## Task inputs
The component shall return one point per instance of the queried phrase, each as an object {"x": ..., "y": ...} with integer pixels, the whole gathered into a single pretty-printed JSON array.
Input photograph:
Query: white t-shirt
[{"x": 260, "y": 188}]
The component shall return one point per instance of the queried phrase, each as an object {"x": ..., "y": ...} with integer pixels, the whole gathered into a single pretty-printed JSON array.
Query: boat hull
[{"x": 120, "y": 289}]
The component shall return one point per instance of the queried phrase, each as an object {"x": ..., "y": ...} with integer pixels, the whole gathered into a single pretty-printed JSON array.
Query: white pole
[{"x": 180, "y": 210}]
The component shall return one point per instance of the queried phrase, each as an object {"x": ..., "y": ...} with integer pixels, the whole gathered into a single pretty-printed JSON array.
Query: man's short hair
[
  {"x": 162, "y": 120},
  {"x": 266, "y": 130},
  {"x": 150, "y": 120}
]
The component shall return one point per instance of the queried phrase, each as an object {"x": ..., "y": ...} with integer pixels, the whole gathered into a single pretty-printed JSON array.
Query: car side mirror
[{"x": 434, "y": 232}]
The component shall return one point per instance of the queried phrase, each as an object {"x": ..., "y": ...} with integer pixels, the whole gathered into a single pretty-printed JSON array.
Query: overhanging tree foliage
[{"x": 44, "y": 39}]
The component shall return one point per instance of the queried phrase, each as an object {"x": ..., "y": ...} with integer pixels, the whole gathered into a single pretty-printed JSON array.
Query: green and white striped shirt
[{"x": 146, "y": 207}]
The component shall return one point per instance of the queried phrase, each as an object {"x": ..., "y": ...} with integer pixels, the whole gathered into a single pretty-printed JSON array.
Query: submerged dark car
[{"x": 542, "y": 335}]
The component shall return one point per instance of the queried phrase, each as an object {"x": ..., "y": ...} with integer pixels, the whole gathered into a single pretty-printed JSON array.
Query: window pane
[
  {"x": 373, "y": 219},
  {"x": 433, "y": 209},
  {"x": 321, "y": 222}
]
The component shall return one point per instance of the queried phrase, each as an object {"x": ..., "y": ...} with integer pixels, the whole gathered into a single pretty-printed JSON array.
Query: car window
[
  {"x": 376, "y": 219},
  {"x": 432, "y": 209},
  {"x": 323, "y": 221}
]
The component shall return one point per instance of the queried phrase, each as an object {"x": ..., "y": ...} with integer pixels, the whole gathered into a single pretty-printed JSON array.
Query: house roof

## What is asked
Quote each line above in full, word for word.

## Result of this exercise
The component shall return one point per instance of the queried phrase, each as an object {"x": ..., "y": ...} with integer pixels, the whole gathered into a single pretty-printed JSON array.
Input photograph:
Query: white t-shirt
[{"x": 260, "y": 188}]
The component shall return one point per instance of the queried phrase, each as an object {"x": ..., "y": ...} with integer pixels, the whole gathered into a single pretty-printed JSON array.
Query: boat hull
[{"x": 120, "y": 289}]
The component shall return one point per instance of the queried phrase, each as an object {"x": ..., "y": ...} with integer pixels, the whole gathered into a single pretty-printed JSON array.
Query: white pole
[{"x": 180, "y": 210}]
The component shall return one point per instance of the queried phrase, each as an object {"x": ..., "y": ...} with integer pixels, the whole gathered into a single pretty-printed JSON array.
Query: man's short hair
[
  {"x": 162, "y": 120},
  {"x": 266, "y": 130},
  {"x": 150, "y": 120}
]
The component shall return one point per instance of the queried phrase, each as an object {"x": ..., "y": ...} with integer pixels, the whole gathered into a single pretty-printed JSON array.
Query: car side mirror
[{"x": 434, "y": 232}]
The component shall return one point per instance of the queried phrase, each as an object {"x": ..., "y": ...} with integer pixels, the whole gathered into a single pretty-printed JSON array.
Query: overhanging tree foliage
[{"x": 44, "y": 39}]
The component shall return one point per instance of the queried phrase, each as an object {"x": ..., "y": ...} with integer pixels, the whole gathered into a single pretty-printed JSON array.
Query: green and white striped shirt
[{"x": 146, "y": 207}]
The component shall return one point per instance of the queried phrase, each as an object {"x": ..., "y": ...} with integer pixels, the whole gathered into a single pretty-printed JSON array.
Query: submerged dark car
[{"x": 542, "y": 335}]
The component shall return one point per instance of the queried phrase, each as an object {"x": ..., "y": ...} with integer pixels, the whole gathered into a single pretty-printed JSON array.
Query: window pane
[
  {"x": 373, "y": 219},
  {"x": 433, "y": 209},
  {"x": 321, "y": 222}
]
The component shall return one point per instance of the queried phrase, each as an object {"x": ..., "y": ...} with integer pixels, the whole gathered into a single pretty-printed JSON array.
Query: car window
[
  {"x": 376, "y": 219},
  {"x": 432, "y": 209},
  {"x": 323, "y": 221}
]
The component shall return one point per instance of the queried phrase, each as an object {"x": ..., "y": ...} with integer pixels, the whole gathered into a single pretty-printed JSON array.
Query: house roof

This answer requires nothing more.